Materials provided ::
====

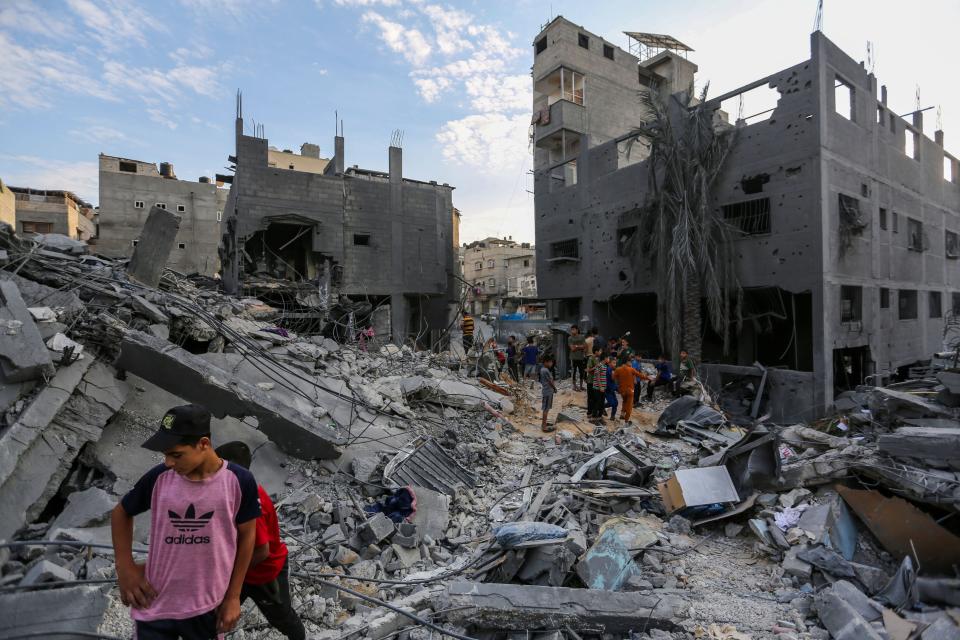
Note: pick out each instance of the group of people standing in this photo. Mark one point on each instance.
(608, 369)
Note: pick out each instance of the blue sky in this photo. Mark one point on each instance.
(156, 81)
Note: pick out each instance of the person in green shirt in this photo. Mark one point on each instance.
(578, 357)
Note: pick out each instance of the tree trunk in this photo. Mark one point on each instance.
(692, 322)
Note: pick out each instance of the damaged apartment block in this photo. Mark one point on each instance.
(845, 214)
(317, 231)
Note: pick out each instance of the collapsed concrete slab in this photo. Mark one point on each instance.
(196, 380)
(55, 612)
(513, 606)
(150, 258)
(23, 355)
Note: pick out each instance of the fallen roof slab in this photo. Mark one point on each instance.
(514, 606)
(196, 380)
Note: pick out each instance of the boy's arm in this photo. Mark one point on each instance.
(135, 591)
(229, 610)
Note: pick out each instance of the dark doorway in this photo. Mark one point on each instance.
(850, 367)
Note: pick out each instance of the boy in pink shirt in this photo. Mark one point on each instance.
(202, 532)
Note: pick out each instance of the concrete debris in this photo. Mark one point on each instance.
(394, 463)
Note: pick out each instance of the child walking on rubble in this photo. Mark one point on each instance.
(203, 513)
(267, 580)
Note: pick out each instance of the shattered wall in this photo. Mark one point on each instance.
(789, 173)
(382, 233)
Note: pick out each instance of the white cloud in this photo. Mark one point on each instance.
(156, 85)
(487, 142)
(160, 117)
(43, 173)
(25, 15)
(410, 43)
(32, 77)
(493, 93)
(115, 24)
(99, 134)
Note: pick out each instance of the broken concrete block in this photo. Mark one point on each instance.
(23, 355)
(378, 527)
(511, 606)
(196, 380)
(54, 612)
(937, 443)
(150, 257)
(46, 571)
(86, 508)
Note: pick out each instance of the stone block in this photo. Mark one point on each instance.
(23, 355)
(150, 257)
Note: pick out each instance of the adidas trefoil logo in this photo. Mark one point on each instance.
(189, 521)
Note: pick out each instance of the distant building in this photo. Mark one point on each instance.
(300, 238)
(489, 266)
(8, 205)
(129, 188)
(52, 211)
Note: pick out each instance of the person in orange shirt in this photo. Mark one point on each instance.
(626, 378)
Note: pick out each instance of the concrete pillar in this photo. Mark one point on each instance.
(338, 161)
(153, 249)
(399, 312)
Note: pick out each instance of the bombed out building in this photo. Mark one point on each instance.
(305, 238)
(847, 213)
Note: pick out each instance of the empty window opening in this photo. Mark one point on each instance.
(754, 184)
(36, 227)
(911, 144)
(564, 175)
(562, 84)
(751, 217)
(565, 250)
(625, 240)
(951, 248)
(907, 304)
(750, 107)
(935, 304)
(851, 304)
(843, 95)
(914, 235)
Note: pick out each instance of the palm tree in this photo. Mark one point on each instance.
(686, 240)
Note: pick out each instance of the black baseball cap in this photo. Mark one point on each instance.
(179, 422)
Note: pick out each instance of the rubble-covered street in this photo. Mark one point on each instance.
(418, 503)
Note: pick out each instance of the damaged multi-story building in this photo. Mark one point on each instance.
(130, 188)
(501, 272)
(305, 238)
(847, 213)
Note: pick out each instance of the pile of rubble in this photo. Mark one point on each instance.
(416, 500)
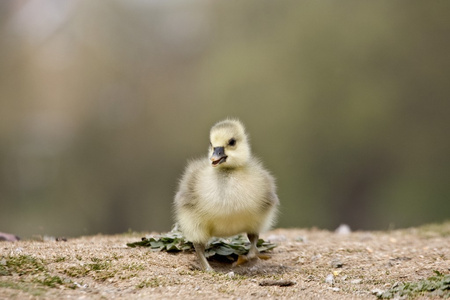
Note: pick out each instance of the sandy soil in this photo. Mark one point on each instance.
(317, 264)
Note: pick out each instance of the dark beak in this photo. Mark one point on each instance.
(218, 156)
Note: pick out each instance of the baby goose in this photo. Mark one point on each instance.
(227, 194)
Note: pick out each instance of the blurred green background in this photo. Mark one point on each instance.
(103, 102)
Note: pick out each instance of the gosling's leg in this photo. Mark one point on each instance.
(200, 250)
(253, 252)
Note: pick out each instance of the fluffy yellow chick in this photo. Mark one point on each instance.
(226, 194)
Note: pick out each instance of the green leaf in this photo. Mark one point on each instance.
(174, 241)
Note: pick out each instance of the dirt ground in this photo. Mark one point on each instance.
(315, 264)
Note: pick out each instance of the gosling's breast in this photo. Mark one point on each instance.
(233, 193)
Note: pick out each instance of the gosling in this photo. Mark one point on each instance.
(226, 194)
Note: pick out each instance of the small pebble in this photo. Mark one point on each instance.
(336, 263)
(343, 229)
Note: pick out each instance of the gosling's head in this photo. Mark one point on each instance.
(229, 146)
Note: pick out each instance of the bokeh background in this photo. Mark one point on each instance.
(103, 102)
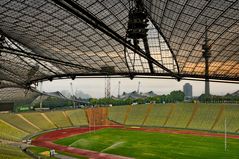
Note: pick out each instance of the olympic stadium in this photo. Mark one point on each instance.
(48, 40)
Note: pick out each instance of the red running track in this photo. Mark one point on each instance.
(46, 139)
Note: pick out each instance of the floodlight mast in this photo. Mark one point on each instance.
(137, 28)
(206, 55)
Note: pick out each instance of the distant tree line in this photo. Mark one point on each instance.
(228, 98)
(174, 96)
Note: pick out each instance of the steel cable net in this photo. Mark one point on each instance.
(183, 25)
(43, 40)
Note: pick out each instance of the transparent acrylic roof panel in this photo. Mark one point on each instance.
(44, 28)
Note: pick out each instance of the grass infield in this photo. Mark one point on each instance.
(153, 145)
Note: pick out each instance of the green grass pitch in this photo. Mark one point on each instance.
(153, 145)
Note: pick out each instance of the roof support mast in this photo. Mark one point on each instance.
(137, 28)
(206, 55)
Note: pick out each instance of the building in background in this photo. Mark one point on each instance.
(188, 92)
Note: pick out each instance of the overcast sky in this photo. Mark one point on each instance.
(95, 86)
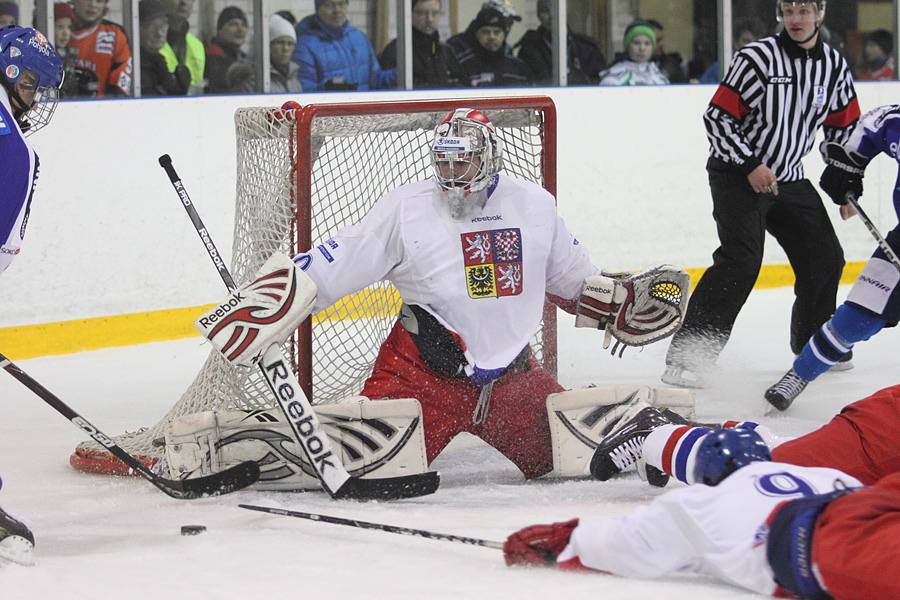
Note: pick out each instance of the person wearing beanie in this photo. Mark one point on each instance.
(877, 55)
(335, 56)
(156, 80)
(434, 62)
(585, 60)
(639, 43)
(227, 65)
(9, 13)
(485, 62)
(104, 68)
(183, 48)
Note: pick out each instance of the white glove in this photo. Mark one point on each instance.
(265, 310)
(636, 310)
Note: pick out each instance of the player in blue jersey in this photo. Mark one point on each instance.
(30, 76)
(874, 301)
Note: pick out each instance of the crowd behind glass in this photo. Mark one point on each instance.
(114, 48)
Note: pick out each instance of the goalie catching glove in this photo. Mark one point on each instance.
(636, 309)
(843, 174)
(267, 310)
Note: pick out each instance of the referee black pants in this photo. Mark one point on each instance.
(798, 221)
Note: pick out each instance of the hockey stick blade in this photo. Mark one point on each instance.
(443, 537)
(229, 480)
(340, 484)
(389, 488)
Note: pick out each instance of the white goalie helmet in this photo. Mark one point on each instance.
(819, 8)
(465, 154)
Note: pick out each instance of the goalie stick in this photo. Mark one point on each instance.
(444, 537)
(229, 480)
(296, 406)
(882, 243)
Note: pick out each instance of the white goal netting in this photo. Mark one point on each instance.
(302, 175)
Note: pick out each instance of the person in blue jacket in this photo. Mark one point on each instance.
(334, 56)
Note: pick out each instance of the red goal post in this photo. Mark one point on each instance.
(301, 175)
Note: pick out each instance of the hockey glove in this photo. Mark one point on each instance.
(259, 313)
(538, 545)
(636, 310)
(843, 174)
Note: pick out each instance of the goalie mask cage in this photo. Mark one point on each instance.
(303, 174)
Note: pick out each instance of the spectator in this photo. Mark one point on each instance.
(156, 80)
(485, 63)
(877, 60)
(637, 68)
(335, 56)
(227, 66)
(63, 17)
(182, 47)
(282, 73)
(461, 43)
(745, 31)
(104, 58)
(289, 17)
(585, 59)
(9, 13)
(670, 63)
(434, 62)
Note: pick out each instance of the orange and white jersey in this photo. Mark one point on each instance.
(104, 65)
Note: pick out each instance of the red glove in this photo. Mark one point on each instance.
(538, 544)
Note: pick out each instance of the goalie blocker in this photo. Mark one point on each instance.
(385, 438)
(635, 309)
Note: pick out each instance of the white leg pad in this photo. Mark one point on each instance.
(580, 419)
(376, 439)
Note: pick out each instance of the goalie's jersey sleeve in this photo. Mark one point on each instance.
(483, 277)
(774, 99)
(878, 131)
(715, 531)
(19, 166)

====

What you have to do :: Give back, unchanged, the line that holds "Note: pick out each instance of the red goal" along with all lines after it through the last line above.

Expected answer ::
Note: pick out each instance of the red goal post in this photo. Mark one point on each instance.
(301, 175)
Note: pick out each instance of the hockey glove in this photo. Mark one point on each instance.
(259, 313)
(538, 545)
(636, 310)
(843, 174)
Note: pick out each instance of the goalie mask cage in this photo. Mark one point on each instance.
(303, 174)
Note: pick out each instance of the spectator in this photo. Mark one point on each instance.
(156, 80)
(485, 63)
(877, 60)
(637, 68)
(335, 56)
(227, 66)
(63, 17)
(182, 47)
(282, 73)
(461, 43)
(745, 31)
(104, 58)
(289, 17)
(585, 59)
(9, 13)
(670, 63)
(434, 62)
Note: pick out each instance of the orange and white jersey in this photo. Mark one point on each instance.
(104, 65)
Note: pick out each instance of the red glove in this photo. Mark one point on each instance.
(538, 544)
Note: pick out each instance of the goalie blocker in this photo. Mark one point on each instance.
(385, 438)
(635, 309)
Note: pick out each instance of the white leg pad in this photo. Mark one point on each instance.
(580, 419)
(376, 439)
Note: pick out each instance of the goalie's jersey sleeve in this photo. Mark one point on each instance.
(483, 277)
(774, 99)
(878, 131)
(715, 531)
(19, 166)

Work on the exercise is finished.